:: Data extract ::

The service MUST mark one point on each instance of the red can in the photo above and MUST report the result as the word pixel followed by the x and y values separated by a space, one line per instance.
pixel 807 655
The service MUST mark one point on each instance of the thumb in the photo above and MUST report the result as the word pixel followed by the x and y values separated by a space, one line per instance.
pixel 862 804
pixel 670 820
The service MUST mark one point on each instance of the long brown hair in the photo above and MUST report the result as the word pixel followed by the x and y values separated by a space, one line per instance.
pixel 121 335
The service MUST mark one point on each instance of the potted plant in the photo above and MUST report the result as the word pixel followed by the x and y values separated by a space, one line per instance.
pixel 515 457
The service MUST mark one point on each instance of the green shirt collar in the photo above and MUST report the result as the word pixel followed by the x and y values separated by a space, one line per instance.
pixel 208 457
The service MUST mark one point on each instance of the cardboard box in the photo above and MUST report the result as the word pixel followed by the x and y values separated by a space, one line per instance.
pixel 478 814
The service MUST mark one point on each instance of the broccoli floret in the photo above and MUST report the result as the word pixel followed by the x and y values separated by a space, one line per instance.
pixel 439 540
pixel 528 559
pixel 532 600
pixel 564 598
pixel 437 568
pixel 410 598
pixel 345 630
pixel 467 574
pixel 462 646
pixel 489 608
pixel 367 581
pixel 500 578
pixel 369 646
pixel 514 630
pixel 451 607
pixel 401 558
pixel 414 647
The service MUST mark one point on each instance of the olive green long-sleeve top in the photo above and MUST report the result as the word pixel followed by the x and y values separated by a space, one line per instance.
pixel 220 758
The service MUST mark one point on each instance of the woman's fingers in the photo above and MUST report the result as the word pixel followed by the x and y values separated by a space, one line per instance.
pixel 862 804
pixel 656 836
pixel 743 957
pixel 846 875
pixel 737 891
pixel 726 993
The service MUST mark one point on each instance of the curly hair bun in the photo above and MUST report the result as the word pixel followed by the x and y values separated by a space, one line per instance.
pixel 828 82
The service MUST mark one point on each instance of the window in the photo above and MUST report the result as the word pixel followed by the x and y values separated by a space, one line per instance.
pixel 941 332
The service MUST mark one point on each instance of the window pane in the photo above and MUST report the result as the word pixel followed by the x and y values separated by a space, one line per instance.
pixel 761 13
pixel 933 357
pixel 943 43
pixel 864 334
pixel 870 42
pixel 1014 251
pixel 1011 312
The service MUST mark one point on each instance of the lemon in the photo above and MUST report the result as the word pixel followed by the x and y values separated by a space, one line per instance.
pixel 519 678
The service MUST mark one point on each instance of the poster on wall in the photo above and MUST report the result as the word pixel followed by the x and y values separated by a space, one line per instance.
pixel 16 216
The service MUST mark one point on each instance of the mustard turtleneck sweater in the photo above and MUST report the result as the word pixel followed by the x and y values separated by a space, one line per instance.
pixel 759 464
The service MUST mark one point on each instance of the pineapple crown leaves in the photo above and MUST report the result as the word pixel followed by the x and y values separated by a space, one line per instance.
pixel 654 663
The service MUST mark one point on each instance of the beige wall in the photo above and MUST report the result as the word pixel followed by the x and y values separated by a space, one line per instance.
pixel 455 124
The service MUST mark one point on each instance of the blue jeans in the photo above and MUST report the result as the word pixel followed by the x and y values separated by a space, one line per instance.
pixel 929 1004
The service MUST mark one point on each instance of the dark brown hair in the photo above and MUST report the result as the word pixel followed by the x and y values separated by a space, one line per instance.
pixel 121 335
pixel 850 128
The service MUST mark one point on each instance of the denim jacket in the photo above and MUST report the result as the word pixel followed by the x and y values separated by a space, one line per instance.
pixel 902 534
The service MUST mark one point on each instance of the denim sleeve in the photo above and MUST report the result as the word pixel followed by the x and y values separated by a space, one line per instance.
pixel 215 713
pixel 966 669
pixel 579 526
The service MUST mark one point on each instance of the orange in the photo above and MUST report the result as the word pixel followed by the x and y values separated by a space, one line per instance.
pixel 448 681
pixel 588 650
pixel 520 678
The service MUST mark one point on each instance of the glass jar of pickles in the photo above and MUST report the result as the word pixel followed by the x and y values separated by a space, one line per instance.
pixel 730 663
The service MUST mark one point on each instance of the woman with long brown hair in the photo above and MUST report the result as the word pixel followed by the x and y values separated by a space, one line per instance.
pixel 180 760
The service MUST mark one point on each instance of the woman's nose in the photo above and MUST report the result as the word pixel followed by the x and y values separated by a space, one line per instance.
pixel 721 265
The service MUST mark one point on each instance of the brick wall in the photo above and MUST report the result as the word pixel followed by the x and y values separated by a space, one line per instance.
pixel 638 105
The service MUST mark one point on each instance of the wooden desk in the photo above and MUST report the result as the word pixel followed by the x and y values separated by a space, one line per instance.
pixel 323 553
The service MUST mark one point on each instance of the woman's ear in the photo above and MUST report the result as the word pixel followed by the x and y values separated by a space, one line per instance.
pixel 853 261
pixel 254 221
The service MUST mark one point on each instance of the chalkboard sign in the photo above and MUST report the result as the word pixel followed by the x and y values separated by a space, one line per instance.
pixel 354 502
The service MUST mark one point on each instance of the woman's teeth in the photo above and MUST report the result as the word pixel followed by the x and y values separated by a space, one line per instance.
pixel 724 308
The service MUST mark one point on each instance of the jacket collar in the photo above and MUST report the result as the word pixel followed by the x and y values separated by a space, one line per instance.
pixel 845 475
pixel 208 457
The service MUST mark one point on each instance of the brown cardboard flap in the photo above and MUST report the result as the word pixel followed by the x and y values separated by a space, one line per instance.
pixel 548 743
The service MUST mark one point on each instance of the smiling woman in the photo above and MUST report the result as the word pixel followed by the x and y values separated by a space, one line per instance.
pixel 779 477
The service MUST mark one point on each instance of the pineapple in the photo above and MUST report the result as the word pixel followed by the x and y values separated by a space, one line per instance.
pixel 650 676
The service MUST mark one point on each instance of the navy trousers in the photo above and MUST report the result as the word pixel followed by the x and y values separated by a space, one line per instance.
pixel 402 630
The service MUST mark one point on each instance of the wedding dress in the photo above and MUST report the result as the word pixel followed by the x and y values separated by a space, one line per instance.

:::

#### About this exercise
The entries above must be written out again exactly as they are.

#### Solution below
The service MUST mark one point on each instance of the red can in the photo above and MUST report the result as the word pixel followed by the x and y values separated by a space, one line per instance.
pixel 807 655
The service MUST mark one point on each instance of the thumb in the photo above and MUST report the result as the word pixel followed by the x and y values separated by a space, one line per instance.
pixel 862 804
pixel 670 820
The service MUST mark one point on each instance of the long brown hair in the photo above and MUST report the result as the word pixel followed by the x and y values separated by a space, one line per instance.
pixel 121 335
The service MUST mark one point on each instance of the potted plant in the photo above and MUST report the result as the word pixel followed by the x and y values separated by a space, one line per instance.
pixel 515 457
The service MUST mark one point on each instance of the green shirt collar in the photo above and MUST report the result as the word pixel followed by the x and y values separated by a space, one line per instance.
pixel 208 457
The service MUST mark one point on each instance of the cardboard box in the photo above and MUST report the result as the word pixel followed by the x and y values separated by a space, one line per instance.
pixel 478 814
The service MUST mark one point on each instance of the broccoli floret in the photo above and MUST report the result as the word pixel followed by the x and y values separated by a space, one line per instance.
pixel 439 540
pixel 528 559
pixel 532 600
pixel 564 598
pixel 437 568
pixel 410 598
pixel 345 630
pixel 467 574
pixel 462 646
pixel 489 608
pixel 367 581
pixel 500 578
pixel 369 646
pixel 514 630
pixel 451 607
pixel 401 558
pixel 414 647
The service MUST mark one point on each instance of the olive green long-sleeve top in the photo above and MUST report the result as the word pixel followed by the x and y values separated by a space, one line per instance.
pixel 220 758
The service MUST mark one point on each instance of the woman's fingers in the photo above and MUST report the result as the word pixel followed by the x and y values separated by a space, one line per instance.
pixel 862 804
pixel 656 836
pixel 743 957
pixel 846 875
pixel 737 891
pixel 726 993
The service MUST mark one point on each instance of the curly hair bun in the photo above and MUST report the result as the word pixel followed by the x and y values separated by a space, one line per instance.
pixel 828 82
The service MUST mark one point on each instance of the window in the photo above and MUST report the result as the word pixel followed by the x and y values separated by a space, one line per instance.
pixel 941 332
The service MUST mark one point on each instance of the window pane in the photo above and MUST report the result as the word pixel followed by the x and y values separated by a space, one line per instance.
pixel 761 13
pixel 933 357
pixel 943 43
pixel 864 334
pixel 870 42
pixel 1014 251
pixel 1011 312
The service MUST mark one point on each instance of the lemon in the photo above and MUST report the result as the word pixel followed by the x and y values separated by a space, one line per instance.
pixel 519 678
The service MUST mark one point on each instance of the poster on wall in the photo above and MUST report the result as the word pixel followed by the x and y values separated by a space, one line per instance.
pixel 16 216
The service MUST mark one point on each instance of the mustard turtleneck sweater in the photo above and MUST report the result as the word pixel followed by the x and y values separated by a space, one line per instance.
pixel 759 464
The service MUST mark one point on each instance of the pineapple crown leaves in the photo above and MUST report the result as the word pixel followed by the x and y values separated by a space, one line per instance.
pixel 654 663
The service MUST mark one point on each instance of the beige wall in the photo above and MUST report the result as the word pixel followed by the x and y values separated by a space, one line per instance.
pixel 455 124
The service MUST mark one point on each instance of the blue jeans in the photo above and MUST report the result as the word pixel followed by the x and y values separated by a space, one line per instance.
pixel 929 1004
The service MUST mark one point on each instance of the dark brown hair in the photo above and MUST report the result as the word pixel followed by the x and y values separated by a space, one line per instance.
pixel 121 335
pixel 850 128
The service MUST mark one point on each instance of the denim jacket in the photo above and MUST report the result as the word pixel followed by the x and y values separated by a space, one line per instance.
pixel 902 534
The service MUST mark one point on each instance of the denim sleeve in the photo above and MUST report the result as the word pixel followed by the x and y values separated by a space, one line per instance.
pixel 215 713
pixel 966 669
pixel 579 526
The service MUST mark one point on each instance of the orange in the photo above and MUST report the result as the word pixel followed by the x and y values separated by a space, one line per instance.
pixel 448 681
pixel 588 650
pixel 520 678
The service MUST mark one point on each instance of the glass jar of pickles in the photo above and MUST report the result as the word pixel followed by the x and y values separated by a space, one line per instance.
pixel 730 663
The service MUST mark one point on each instance of the woman with long brown hair in the photo above and MUST report the result as the word pixel followed by the x and y values separated by a space, one line per instance.
pixel 180 760
The service MUST mark one point on each instance of the woman's nose in the photo above and MUST report the result as the word pixel followed by the x and y values separated by a space, one line per instance.
pixel 721 265
The service MUST mark one point on each instance of the brick wall in the photo above and MUST report the result as the word pixel followed by the x and y values separated by a space, one line per instance.
pixel 638 105
The service MUST mark one point on each instance of the wooden desk in the photo above and MUST report the result as the word pixel followed by the x and y values separated by a space, one line per instance.
pixel 323 553
The service MUST mark one point on each instance of the woman's ear in the photo above and MUST report the result as the word pixel followed by the x and y values separated by a space, one line per instance.
pixel 853 261
pixel 254 221
The service MUST mark one point on each instance of the chalkboard sign in the photo above and MUST report the result as the word pixel followed by the x and y values separated by a space, one line per instance.
pixel 354 502
The service MUST mark one point on each instance of the woman's teeth in the photo above and MUST report the result as the word pixel followed by the x and y values separated by a space, one line per instance.
pixel 724 308
The service MUST mark one point on each instance of the jacket collar in the photo above and MUST report the result as the word pixel followed by the x and y values separated by a space, one line per instance.
pixel 845 475
pixel 208 457
The service MUST mark one point on each instance of the brown cardboard flap in the photo above and MUST report the result as the word pixel followed by the x and y values separated by a space, one line per instance.
pixel 548 743
The service MUST mark one point on each instance of the smiling woman in the photo above and MUST report the result as the word pixel followed by the x and y values separated by a space, one line per instance.
pixel 779 477
The service MUST mark one point on each instance of the pineapple in the photo above and MUST report the result as the word pixel followed by the x and y values separated by a space, one line per instance.
pixel 650 676
The service MUST mark one point on each instance of the navy trousers in the photo above and MUST report the result as the word pixel followed by the x and y values separated by a space, one line per instance.
pixel 402 630
The service MUST mark one point on each instance of the wedding dress in the photo above and MUST report the result as the word pixel followed by the x and y values separated by a space, one line per instance.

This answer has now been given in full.